- _BRIEF_:
Reproduce the following records, swapping each occurrence of "Query" for "Target" and leaving everything else as it is.

[Location annotation dataset excerpts]
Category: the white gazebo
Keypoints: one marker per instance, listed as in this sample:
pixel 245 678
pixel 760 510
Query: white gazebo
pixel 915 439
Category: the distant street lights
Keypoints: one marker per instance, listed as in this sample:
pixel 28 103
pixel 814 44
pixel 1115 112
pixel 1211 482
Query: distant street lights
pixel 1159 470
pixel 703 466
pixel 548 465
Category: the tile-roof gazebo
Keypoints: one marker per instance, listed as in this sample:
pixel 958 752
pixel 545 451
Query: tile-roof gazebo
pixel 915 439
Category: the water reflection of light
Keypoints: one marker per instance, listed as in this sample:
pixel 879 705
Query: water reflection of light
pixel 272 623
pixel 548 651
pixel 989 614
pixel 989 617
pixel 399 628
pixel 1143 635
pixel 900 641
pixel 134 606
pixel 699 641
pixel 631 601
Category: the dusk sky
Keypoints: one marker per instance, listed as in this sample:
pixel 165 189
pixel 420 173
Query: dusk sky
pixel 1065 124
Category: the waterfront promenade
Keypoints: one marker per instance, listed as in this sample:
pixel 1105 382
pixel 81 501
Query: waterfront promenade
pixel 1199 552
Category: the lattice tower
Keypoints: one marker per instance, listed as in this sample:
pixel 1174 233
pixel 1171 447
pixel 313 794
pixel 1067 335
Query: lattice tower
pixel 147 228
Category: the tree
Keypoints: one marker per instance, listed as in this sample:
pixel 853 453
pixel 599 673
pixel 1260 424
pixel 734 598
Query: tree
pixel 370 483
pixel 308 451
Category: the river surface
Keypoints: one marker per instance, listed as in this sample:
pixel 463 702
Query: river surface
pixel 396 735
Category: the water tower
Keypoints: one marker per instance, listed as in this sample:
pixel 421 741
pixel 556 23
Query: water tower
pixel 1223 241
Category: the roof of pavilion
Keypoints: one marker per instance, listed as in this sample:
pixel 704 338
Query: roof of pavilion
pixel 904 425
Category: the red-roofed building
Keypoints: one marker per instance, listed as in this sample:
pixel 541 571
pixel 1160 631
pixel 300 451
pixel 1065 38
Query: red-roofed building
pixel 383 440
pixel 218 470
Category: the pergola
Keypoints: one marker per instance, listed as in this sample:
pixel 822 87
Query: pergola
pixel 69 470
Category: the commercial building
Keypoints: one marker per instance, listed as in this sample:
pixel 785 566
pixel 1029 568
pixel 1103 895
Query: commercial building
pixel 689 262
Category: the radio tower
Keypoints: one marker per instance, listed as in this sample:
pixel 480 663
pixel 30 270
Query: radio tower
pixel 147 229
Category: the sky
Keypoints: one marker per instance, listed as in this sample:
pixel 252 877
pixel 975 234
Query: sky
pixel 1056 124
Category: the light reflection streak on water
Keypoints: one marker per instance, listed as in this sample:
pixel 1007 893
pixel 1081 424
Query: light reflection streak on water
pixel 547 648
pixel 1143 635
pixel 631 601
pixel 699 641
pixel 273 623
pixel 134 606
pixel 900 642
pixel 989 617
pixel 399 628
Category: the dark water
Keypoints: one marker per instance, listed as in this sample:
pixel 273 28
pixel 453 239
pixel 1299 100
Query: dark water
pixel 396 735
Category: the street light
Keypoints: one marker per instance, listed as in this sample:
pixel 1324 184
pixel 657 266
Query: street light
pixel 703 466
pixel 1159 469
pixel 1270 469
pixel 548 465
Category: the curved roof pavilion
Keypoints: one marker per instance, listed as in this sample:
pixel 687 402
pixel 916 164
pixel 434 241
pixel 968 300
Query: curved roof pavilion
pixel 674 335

- _REPLY TO THE EXERCISE_:
Category: the white gazebo
Keypoints: one marker per instance, listed as in this sample:
pixel 245 678
pixel 760 510
Target: white gazebo
pixel 915 439
Category: the distant street lights
Keypoints: one marker per instance, listed as in this sample:
pixel 28 103
pixel 814 44
pixel 1115 112
pixel 1211 482
Target: distant street lights
pixel 1159 470
pixel 703 466
pixel 548 465
Category: the tile-roof gazebo
Keypoints: one marker per instance, listed as in this sample:
pixel 958 752
pixel 545 451
Target: tile-roof gazebo
pixel 915 439
Category: the water reflection of light
Keypoints: one marker per instance, listed as in this sample:
pixel 879 705
Target: water reflection of light
pixel 272 623
pixel 548 651
pixel 989 614
pixel 989 617
pixel 399 628
pixel 1143 635
pixel 900 641
pixel 134 606
pixel 699 641
pixel 631 601
Category: the dusk sky
Keypoints: one marker per instance, listed as in this sample:
pixel 165 189
pixel 420 173
Target: dusk sky
pixel 1065 124
Category: the waterfront promenade
Keypoints: one marker per instance, listed as in this sample:
pixel 1105 382
pixel 81 501
Target: waterfront promenade
pixel 1199 552
Category: the lattice tower
Keypoints: one marker per instance, listed as in this sample:
pixel 1174 233
pixel 1171 447
pixel 313 794
pixel 1067 335
Target: lattice tower
pixel 147 228
Category: the tree
Keypoints: one marker per instance, listed as in this sample:
pixel 853 453
pixel 599 673
pixel 1260 424
pixel 734 598
Target: tree
pixel 370 483
pixel 308 451
Category: the river surface
Keypoints: one marker per instance, listed as in this sample:
pixel 463 702
Target: river surface
pixel 396 735
Category: the water tower
Keypoints: one marker per instance, listed as in this sample:
pixel 421 741
pixel 556 23
Target: water tower
pixel 1223 241
Category: the roof of pavilion
Keypoints: one marker per instance, listed as in this sample:
pixel 704 338
Target: roof of pavilion
pixel 904 425
Category: the red-roofed building
Keypoints: one marker per instance, listed as in this sample:
pixel 541 571
pixel 1160 631
pixel 300 451
pixel 1065 38
Target: red-roofed building
pixel 383 440
pixel 218 470
Category: the pergola
Keypoints: one marker per instance, listed as in this sample:
pixel 822 87
Target: pergola
pixel 69 470
Category: the commercial building
Keypoints: one marker per instance, listed as in this sample:
pixel 785 566
pixel 1029 568
pixel 1103 895
Target: commercial building
pixel 689 262
Category: the radio tower
Keypoints: one marker per instance, listed as in this sample:
pixel 480 663
pixel 30 270
Target: radio tower
pixel 147 229
Category: the sky
Keypoints: one marker per instance, listed as in this sample:
pixel 252 877
pixel 975 234
Target: sky
pixel 1056 124
Category: the light reflection streak on water
Keypoints: one marker per instance, listed as in this sample:
pixel 1007 893
pixel 1081 424
Target: light reflection streak on water
pixel 547 648
pixel 1143 635
pixel 631 601
pixel 699 641
pixel 273 623
pixel 134 606
pixel 900 642
pixel 989 617
pixel 399 628
Category: the dark water
Keypoints: one marker per instance, listed as in this sample:
pixel 273 28
pixel 453 239
pixel 1299 100
Target: dark water
pixel 396 735
Category: the street light
Keypoints: one marker per instance, listed as in this sample:
pixel 1324 184
pixel 657 266
Target: street light
pixel 703 466
pixel 1159 469
pixel 1270 469
pixel 548 465
Category: the curved roof pavilion
Keypoints: one marker per instance, listed as in this sample:
pixel 687 402
pixel 916 164
pixel 434 241
pixel 968 300
Target: curved roof pavilion
pixel 674 335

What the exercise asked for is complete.